═══ RECORDS ═══

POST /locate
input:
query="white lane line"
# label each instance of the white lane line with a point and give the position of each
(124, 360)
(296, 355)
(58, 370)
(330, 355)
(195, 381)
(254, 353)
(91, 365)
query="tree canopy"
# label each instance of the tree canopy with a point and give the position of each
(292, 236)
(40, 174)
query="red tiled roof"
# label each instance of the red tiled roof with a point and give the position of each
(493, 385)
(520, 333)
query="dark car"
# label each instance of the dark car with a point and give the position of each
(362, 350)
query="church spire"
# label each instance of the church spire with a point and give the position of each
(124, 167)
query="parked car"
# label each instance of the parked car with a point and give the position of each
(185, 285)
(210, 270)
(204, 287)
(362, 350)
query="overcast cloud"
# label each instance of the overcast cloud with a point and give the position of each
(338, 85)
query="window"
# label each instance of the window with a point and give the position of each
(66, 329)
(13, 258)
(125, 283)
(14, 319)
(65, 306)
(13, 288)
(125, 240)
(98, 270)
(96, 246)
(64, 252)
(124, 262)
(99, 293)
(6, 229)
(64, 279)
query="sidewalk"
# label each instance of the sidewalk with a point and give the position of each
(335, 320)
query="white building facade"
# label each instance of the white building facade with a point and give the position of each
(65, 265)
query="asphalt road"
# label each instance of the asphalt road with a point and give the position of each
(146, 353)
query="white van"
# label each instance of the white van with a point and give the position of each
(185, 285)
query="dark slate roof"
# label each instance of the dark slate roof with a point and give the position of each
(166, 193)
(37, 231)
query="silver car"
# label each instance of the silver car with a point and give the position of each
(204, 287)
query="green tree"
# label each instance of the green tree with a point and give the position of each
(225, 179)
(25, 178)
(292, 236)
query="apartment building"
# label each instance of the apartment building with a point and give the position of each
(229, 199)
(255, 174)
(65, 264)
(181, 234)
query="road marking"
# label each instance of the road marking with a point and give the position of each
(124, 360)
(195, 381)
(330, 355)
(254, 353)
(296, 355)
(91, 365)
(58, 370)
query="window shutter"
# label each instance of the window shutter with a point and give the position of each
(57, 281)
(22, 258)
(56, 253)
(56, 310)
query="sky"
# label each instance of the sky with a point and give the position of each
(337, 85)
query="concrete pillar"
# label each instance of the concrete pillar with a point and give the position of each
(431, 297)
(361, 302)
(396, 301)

═══

** WHAT THE EXERCISE ASKS **
All of the entries must be written out exactly as they stand.

** RESULT FOR THIS TASK **
POST /locate
input:
query="white lane line"
# label each instance of the white lane line with a point and give the position of each
(124, 360)
(296, 355)
(58, 370)
(330, 355)
(195, 381)
(254, 353)
(91, 365)
query="tree canopy"
# label each instance of the tree canopy with a point and give the position of each
(292, 236)
(40, 174)
query="red tiled roof"
# label each instance of the red tiled roof with a point and give the position of each
(493, 385)
(520, 333)
query="dark car"
# label each instance of the dark car with a point and give the position of each
(362, 350)
query="church spire"
# label each instance of the church spire with a point and give the position of each
(124, 167)
query="parked car"
# label each instance of the parked car with a point and give the position of each
(185, 285)
(210, 270)
(204, 287)
(362, 350)
query="overcast cloud"
# label each instance of the overcast cloud with a point and give the position of each
(338, 85)
query="window"
# label each instance of the window with a point and give the position of each
(66, 329)
(13, 258)
(125, 283)
(14, 319)
(65, 306)
(13, 288)
(125, 240)
(98, 270)
(96, 246)
(64, 252)
(124, 262)
(99, 293)
(6, 229)
(64, 279)
query="sidewalk"
# label each instance of the sidewalk with a point and give the position of each
(335, 320)
query="white building facade"
# label each instance of the white building facade with a point and give the position of each
(65, 265)
query="asphalt road"
# label each instance of the asphalt road with a point and give the position of each
(146, 353)
query="white van"
# label each instance of the white van with a point and give the position of each
(185, 285)
query="dark slate roof"
# label each instance of the dark slate roof with a point and give the position of each
(166, 193)
(37, 231)
query="silver car"
# label each instance of the silver car with a point and give the position of each
(204, 287)
query="green tree"
# label each instance of the green tree with a point and give the position of each
(225, 179)
(25, 178)
(292, 236)
query="apartment building"
# label each instance of the apartment building with a point and give the position of each
(229, 199)
(255, 174)
(65, 264)
(181, 234)
query="road marking"
# label each instance of the road marking with a point and give the position of each
(124, 360)
(195, 381)
(330, 355)
(254, 353)
(296, 355)
(91, 365)
(58, 370)
query="window shutter"
# label each instance of the window shutter with a point and give the position of each
(57, 281)
(22, 258)
(56, 253)
(56, 310)
query="sky"
# label each instance of the sky with a point and give the position of each
(337, 85)
query="concrete pillar"
# label each instance of the concrete pillar with a point and give the position of each
(431, 297)
(361, 302)
(396, 301)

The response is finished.